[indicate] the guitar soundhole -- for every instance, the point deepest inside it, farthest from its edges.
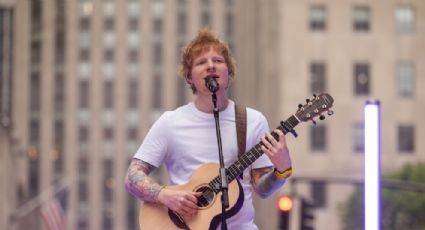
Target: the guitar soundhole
(207, 197)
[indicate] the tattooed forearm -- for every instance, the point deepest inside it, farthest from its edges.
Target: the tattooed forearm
(138, 183)
(265, 182)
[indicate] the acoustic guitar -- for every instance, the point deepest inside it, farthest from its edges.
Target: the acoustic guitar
(207, 181)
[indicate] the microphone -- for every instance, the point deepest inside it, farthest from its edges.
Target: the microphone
(212, 84)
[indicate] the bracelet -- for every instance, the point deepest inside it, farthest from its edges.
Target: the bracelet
(283, 175)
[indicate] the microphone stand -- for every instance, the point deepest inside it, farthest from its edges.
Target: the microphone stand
(224, 183)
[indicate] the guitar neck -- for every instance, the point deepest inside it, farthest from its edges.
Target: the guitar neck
(246, 159)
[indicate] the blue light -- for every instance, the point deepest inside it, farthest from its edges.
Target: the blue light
(372, 165)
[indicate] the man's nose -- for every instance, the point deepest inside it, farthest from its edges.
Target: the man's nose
(210, 66)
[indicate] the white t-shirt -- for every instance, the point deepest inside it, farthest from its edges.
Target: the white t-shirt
(185, 139)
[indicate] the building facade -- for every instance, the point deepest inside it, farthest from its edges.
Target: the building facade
(91, 76)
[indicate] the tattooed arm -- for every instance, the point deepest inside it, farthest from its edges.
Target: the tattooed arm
(138, 183)
(265, 182)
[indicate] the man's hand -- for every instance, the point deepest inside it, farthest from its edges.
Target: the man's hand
(277, 151)
(184, 203)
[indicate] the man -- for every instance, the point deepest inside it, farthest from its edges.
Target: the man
(185, 139)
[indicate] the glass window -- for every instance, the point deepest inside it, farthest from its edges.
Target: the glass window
(406, 138)
(157, 92)
(318, 77)
(84, 40)
(35, 92)
(109, 39)
(108, 70)
(133, 39)
(133, 69)
(84, 55)
(317, 17)
(405, 18)
(230, 21)
(83, 137)
(157, 54)
(405, 79)
(109, 55)
(133, 94)
(181, 23)
(358, 137)
(86, 8)
(157, 8)
(108, 95)
(361, 18)
(318, 193)
(133, 118)
(84, 94)
(133, 9)
(84, 69)
(108, 24)
(361, 78)
(85, 23)
(318, 137)
(109, 8)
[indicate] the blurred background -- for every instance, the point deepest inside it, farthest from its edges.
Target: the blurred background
(82, 81)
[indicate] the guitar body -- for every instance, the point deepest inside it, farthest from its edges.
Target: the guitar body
(204, 179)
(157, 216)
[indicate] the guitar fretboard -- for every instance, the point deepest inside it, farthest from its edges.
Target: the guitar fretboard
(246, 159)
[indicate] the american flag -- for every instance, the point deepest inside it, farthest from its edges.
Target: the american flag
(53, 212)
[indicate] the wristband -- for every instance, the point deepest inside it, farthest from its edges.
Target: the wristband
(283, 175)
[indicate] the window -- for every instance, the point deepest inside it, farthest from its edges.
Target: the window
(85, 23)
(157, 54)
(157, 86)
(59, 93)
(82, 190)
(405, 79)
(109, 39)
(108, 95)
(133, 9)
(181, 23)
(108, 24)
(133, 91)
(84, 40)
(133, 39)
(83, 134)
(35, 92)
(205, 12)
(318, 193)
(361, 18)
(109, 9)
(84, 55)
(318, 77)
(318, 138)
(406, 138)
(358, 137)
(361, 79)
(230, 21)
(405, 18)
(84, 94)
(317, 17)
(109, 55)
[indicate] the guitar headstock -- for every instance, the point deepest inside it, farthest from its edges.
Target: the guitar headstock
(314, 107)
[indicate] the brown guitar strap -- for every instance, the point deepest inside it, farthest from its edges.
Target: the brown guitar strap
(240, 114)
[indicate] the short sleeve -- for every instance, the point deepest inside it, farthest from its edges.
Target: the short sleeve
(153, 149)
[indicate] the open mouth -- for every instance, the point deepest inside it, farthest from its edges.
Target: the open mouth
(212, 75)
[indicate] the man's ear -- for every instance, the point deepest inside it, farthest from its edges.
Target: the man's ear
(189, 79)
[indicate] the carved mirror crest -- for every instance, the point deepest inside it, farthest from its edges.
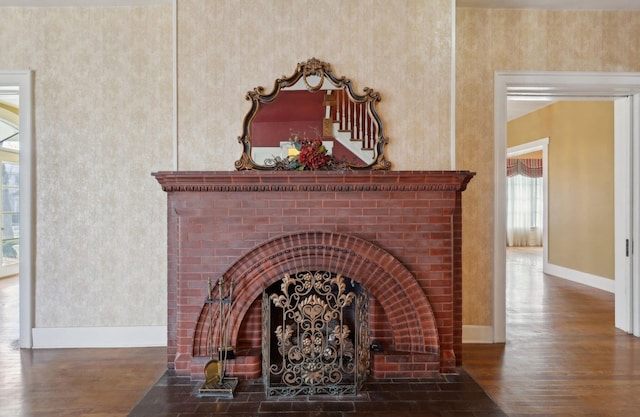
——————
- [Directions for this task]: Without the pictures, retype all of the data above exactly.

- [Response for this exercise]:
[indicate] the guitar soundhole -- for every instance, the point deepest inside it, farthest from its edges.
Target: the guitar soundhole
(207, 197)
[indicate] the tattooed forearm -- for every instance, the point deepest inside it, farthest from its edges.
Target: the tattooed forearm
(138, 183)
(265, 182)
[indicate] the acoustic guitar -- for every instance, the point deepest inside it, farthest from its edges.
Target: the acoustic guitar
(207, 181)
[indicate] the microphone -- for every instance, the point deepest inside it, farthest from its edges.
Target: the microphone
(212, 84)
[indicate] the bracelet -- for every instance, the point deepest inside it, farthest from its edges.
Target: the bracelet
(283, 175)
[indicate] the microphone stand -- for every instance, the point deepest inside it, farthest from its edges.
Target: the microphone stand
(224, 183)
[indicate] the guitar neck -- for every instance, the point deepest inside it, farthest from its edges.
Target: the guitar neck
(246, 159)
[indicate] the blue light -- for every instance, the point deepest inside it, farthest from its edges.
Target: the blue light
(372, 165)
[indicate] the man's nose -- for every instance, the point deepest inside it, farthest from its edges.
Target: the man's nose
(210, 66)
[indicate] the white t-shirt -- for every instance, the point deepest inside it, farthest from its edges.
Target: the white t-shirt
(185, 139)
[indicate] the building facade -- for every instance, the point deepest inside it, farthest from its edges.
Target: the building facade
(91, 76)
[indicate] the tattooed arm -- for every instance, the point deepest inside it, farthest from its edges.
Target: the tattooed arm
(138, 183)
(265, 182)
[indicate] the man's hand -- for every instance, the point deepest inside it, farthest from its edges.
Target: the man's hand
(277, 151)
(184, 203)
[indicate] the man -- for every instance, the point deepest inside it, farthest from its edges.
Target: the man
(185, 139)
[indicate] the glass window -- for every instance, the point deepest inside it, farthest from its edges.
Target: the glass window
(406, 138)
(157, 92)
(318, 77)
(84, 40)
(35, 92)
(109, 39)
(108, 70)
(133, 39)
(133, 69)
(84, 55)
(317, 17)
(405, 18)
(230, 21)
(83, 137)
(157, 54)
(405, 79)
(109, 55)
(133, 94)
(181, 23)
(358, 137)
(86, 8)
(157, 8)
(108, 95)
(361, 18)
(318, 193)
(133, 118)
(84, 94)
(133, 9)
(84, 69)
(108, 24)
(361, 78)
(85, 23)
(318, 137)
(109, 8)
[indicate] the blurred background -- for every instance, the point deepest inside it, farthest from its edges.
Target: the blurred background
(82, 81)
[indicate] the guitar body -- for every instance, the point deepest inside it, farthest from its edges.
Target: the guitar body
(204, 179)
(157, 216)
[indicate] the guitar fretboard -- for every instance, the point deepest inside it, farthest from its edges.
Target: the guitar fretboard
(246, 159)
[indicate] the american flag -- for every instance, the point deepest inside it, farthest from its edges.
Target: the american flag
(53, 212)
[indicate] the wristband -- for every instance, the point deepest inside it, farthest from its edges.
Target: the wristband
(283, 175)
[indicate] the window -- for every instance, the point deepest inside it, farthest from its edges.
Target: the window
(85, 23)
(157, 54)
(157, 86)
(59, 93)
(82, 190)
(405, 79)
(109, 39)
(108, 95)
(133, 9)
(181, 23)
(108, 24)
(133, 91)
(84, 40)
(133, 39)
(83, 134)
(35, 92)
(205, 12)
(318, 193)
(361, 18)
(109, 9)
(84, 55)
(318, 77)
(318, 138)
(406, 138)
(358, 137)
(361, 79)
(230, 21)
(405, 18)
(84, 94)
(317, 17)
(109, 55)
[indicate] the guitar headstock -- for every instance, the point deepest inside it, farthest from its edges.
Target: the guitar headstock
(314, 107)
[indicate] the brown guitar strap -- for every instance, the point deepest inside it, farthest from its edges.
Target: the brown guitar strap
(240, 114)
[indicate] the short sleeve -- for every instance, the point deepest inside it, farthest from its edges.
Target: the short sleeve
(153, 149)
[indicate] the open mouth -- for every instance, the point deepest inside it, farthest from its edges.
Target: the open mouth
(212, 75)
[indicate] the man's ear -- for every instance, the point deepest inside it, farthest from its edges.
Target: the man's ear
(189, 79)
[indicate] the carved mirror crest -- for every instance, the point deepest inside it, farthest from its edges.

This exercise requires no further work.